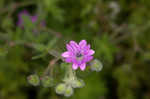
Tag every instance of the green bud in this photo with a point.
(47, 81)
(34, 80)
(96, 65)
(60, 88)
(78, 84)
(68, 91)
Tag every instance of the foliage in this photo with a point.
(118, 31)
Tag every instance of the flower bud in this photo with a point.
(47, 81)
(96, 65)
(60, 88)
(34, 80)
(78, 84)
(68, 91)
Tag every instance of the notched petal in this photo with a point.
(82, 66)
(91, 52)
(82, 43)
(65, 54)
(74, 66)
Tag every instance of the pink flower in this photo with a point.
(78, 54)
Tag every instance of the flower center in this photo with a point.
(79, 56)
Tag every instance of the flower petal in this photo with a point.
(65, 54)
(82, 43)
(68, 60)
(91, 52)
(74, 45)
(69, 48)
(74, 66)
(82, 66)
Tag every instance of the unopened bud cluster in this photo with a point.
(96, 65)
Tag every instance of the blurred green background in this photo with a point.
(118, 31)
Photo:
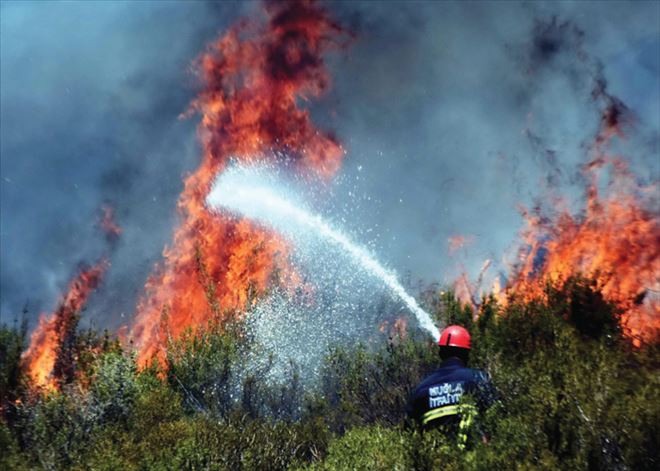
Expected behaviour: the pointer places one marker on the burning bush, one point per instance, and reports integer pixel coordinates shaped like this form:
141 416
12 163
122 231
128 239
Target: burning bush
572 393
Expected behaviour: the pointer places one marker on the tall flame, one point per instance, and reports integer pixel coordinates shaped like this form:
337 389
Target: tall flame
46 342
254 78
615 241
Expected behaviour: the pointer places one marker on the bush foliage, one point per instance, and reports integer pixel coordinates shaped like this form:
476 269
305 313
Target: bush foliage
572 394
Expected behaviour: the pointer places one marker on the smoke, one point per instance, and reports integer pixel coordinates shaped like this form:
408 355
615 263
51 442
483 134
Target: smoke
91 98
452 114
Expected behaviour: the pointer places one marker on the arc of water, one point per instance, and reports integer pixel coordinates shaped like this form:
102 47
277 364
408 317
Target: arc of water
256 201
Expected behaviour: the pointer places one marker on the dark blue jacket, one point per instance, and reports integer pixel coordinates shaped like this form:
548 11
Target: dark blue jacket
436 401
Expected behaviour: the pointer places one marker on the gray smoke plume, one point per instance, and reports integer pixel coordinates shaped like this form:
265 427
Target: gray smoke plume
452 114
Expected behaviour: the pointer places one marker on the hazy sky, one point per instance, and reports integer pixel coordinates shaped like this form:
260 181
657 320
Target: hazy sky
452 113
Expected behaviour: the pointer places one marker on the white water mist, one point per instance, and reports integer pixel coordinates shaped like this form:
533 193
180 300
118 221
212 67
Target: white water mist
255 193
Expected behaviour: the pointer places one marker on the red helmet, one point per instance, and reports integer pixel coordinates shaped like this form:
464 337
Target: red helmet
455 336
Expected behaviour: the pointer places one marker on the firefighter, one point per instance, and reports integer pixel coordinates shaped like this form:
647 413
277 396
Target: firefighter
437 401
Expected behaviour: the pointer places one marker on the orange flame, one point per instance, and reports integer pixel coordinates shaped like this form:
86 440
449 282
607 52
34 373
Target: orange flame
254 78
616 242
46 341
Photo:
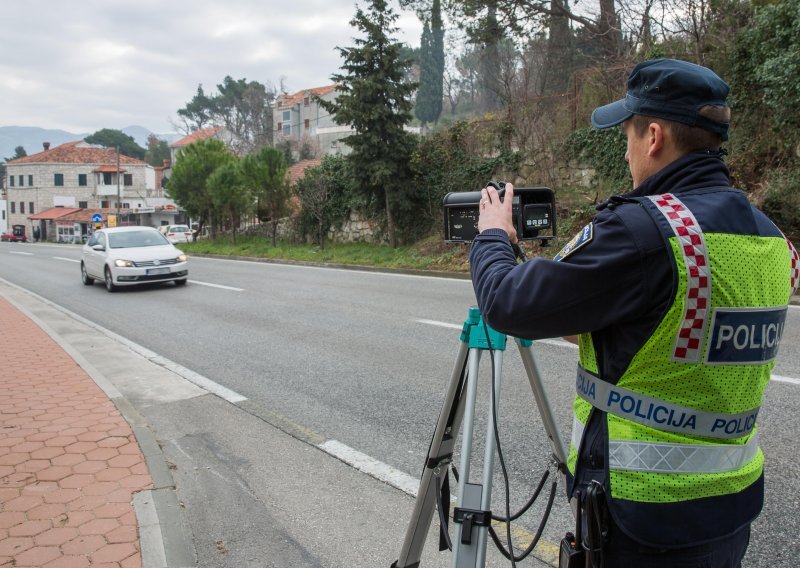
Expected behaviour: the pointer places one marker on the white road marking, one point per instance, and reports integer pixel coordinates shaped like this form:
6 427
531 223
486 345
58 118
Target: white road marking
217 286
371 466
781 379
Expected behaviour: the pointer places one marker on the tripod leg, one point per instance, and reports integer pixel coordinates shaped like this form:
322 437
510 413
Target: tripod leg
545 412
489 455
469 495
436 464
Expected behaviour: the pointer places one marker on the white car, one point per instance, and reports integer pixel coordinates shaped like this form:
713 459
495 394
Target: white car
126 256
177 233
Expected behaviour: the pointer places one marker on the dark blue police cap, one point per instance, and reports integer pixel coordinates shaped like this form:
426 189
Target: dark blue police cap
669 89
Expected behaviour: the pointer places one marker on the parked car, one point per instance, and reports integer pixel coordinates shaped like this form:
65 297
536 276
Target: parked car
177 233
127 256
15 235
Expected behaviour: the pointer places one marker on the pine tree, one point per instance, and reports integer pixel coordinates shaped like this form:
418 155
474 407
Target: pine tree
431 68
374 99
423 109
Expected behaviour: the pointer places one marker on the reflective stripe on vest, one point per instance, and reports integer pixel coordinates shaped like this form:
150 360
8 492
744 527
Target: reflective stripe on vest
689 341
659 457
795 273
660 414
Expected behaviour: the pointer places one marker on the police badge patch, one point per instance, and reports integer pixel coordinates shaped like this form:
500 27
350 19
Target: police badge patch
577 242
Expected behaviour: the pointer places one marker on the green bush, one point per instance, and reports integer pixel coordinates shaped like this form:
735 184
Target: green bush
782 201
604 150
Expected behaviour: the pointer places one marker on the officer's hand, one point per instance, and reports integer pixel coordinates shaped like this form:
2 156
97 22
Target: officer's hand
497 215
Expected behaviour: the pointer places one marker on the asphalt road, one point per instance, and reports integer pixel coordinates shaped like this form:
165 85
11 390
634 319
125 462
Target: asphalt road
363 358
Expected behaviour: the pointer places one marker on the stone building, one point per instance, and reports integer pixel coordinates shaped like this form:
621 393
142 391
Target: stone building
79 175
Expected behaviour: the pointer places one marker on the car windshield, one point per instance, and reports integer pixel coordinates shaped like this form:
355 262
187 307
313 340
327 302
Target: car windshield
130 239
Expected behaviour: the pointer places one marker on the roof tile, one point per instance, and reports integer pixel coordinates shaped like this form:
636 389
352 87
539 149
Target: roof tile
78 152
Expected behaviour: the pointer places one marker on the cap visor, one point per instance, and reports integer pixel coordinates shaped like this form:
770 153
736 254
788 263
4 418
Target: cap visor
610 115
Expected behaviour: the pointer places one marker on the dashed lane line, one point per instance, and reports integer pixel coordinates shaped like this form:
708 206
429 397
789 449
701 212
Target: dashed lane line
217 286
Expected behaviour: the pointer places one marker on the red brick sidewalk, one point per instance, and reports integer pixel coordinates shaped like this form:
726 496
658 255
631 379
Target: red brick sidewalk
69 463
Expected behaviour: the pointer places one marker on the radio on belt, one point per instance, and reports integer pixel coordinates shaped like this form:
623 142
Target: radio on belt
———
### WHAT THE EXERCISE ASKS
Count up the lines in the entries above where the word "belt" appears, and give the figure with nothing added.

### ANSWER TO THIS PROBLEM
2